## Problem details:
Write out every one of the entries below word for word, keeping the same line breaks and changing nothing.

## Provided entries:
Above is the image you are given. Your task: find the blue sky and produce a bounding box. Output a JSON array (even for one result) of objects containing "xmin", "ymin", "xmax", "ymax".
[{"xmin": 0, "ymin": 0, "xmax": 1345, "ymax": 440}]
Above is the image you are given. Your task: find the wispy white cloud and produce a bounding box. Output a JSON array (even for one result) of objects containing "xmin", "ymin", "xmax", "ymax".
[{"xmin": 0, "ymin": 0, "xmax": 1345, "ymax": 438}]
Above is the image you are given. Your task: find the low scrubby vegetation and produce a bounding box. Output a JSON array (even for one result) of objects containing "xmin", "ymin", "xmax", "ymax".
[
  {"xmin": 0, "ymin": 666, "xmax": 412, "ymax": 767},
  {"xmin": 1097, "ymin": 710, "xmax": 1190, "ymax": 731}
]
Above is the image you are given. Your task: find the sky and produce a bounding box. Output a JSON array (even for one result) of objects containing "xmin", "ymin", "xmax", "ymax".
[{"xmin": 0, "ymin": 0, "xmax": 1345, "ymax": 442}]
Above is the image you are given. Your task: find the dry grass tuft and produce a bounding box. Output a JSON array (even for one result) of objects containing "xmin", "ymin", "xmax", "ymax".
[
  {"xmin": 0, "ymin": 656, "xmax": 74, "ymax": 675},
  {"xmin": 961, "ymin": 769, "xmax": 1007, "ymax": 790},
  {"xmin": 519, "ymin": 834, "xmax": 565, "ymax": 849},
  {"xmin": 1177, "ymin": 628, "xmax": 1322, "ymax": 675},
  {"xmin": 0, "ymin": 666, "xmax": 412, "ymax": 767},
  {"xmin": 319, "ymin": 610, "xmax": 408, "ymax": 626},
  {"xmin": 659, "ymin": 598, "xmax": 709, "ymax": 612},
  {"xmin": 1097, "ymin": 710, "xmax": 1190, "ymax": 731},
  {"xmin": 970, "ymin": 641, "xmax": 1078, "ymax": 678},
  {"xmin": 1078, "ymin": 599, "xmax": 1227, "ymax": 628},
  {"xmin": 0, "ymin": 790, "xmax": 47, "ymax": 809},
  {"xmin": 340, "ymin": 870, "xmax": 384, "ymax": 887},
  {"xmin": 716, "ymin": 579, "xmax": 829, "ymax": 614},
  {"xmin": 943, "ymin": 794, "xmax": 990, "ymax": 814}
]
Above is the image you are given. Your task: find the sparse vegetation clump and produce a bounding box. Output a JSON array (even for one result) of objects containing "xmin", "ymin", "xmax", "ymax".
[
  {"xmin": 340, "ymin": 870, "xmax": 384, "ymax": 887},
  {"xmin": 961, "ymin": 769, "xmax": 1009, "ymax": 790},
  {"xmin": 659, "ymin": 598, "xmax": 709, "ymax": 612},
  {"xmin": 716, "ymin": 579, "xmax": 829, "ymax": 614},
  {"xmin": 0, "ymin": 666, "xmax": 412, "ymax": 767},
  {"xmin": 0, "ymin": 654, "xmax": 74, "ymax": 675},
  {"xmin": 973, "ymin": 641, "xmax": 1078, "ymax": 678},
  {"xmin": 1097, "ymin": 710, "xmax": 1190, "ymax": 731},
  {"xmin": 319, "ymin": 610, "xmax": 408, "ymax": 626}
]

## Written answer:
Above is the image you are given. Your task: find the blue sky and produce a bounding box. Output a JSON array (even for one result) of objects containing "xmin", "ymin", "xmax", "ymax".
[{"xmin": 0, "ymin": 0, "xmax": 1345, "ymax": 440}]
Above is the image you are given. Your task: find the wispy white cloud and produce a bounding box. Output a JSON array (even for one result) of objects containing "xmin", "ymin", "xmax", "ymax".
[{"xmin": 0, "ymin": 0, "xmax": 1345, "ymax": 438}]
Above is the image you are given. Your task: find the low scrubby vegetation and produce a bounding box. Output a JSON array (even for one result) of objects containing "xmin", "ymin", "xmax", "ymax".
[
  {"xmin": 0, "ymin": 666, "xmax": 412, "ymax": 767},
  {"xmin": 1097, "ymin": 710, "xmax": 1190, "ymax": 731}
]
Above is the image you are given. Your task: find the sky and produce a bounding box. Output a JSON array (even for one result) of objects containing "xmin", "ymin", "xmax", "ymax".
[{"xmin": 0, "ymin": 0, "xmax": 1345, "ymax": 442}]
Above is the image you are given. Your task: find the dry grass tuft and produce a bounding box. Output a JSON array (even for one result) of objects containing "xmin", "ymin", "xmax", "ymax".
[
  {"xmin": 0, "ymin": 656, "xmax": 74, "ymax": 675},
  {"xmin": 961, "ymin": 769, "xmax": 1007, "ymax": 790},
  {"xmin": 519, "ymin": 834, "xmax": 565, "ymax": 849},
  {"xmin": 1177, "ymin": 628, "xmax": 1322, "ymax": 675},
  {"xmin": 0, "ymin": 666, "xmax": 412, "ymax": 767},
  {"xmin": 319, "ymin": 610, "xmax": 408, "ymax": 626},
  {"xmin": 659, "ymin": 598, "xmax": 709, "ymax": 612},
  {"xmin": 1097, "ymin": 710, "xmax": 1190, "ymax": 731},
  {"xmin": 970, "ymin": 641, "xmax": 1078, "ymax": 678},
  {"xmin": 1078, "ymin": 599, "xmax": 1227, "ymax": 628},
  {"xmin": 0, "ymin": 790, "xmax": 47, "ymax": 809},
  {"xmin": 340, "ymin": 870, "xmax": 384, "ymax": 887},
  {"xmin": 716, "ymin": 579, "xmax": 829, "ymax": 614},
  {"xmin": 943, "ymin": 794, "xmax": 990, "ymax": 814}
]
Above is the image you are given. Your task: find the sparse vegetation clump and produce a bounding box. Output a JSON array (even for one result) of objects containing "xmin", "ymin", "xmax", "ymax".
[
  {"xmin": 340, "ymin": 870, "xmax": 384, "ymax": 887},
  {"xmin": 961, "ymin": 769, "xmax": 1009, "ymax": 790},
  {"xmin": 659, "ymin": 598, "xmax": 709, "ymax": 612},
  {"xmin": 716, "ymin": 579, "xmax": 829, "ymax": 614},
  {"xmin": 0, "ymin": 666, "xmax": 412, "ymax": 767},
  {"xmin": 0, "ymin": 654, "xmax": 74, "ymax": 675},
  {"xmin": 973, "ymin": 641, "xmax": 1078, "ymax": 678},
  {"xmin": 1097, "ymin": 710, "xmax": 1190, "ymax": 731},
  {"xmin": 319, "ymin": 610, "xmax": 408, "ymax": 626}
]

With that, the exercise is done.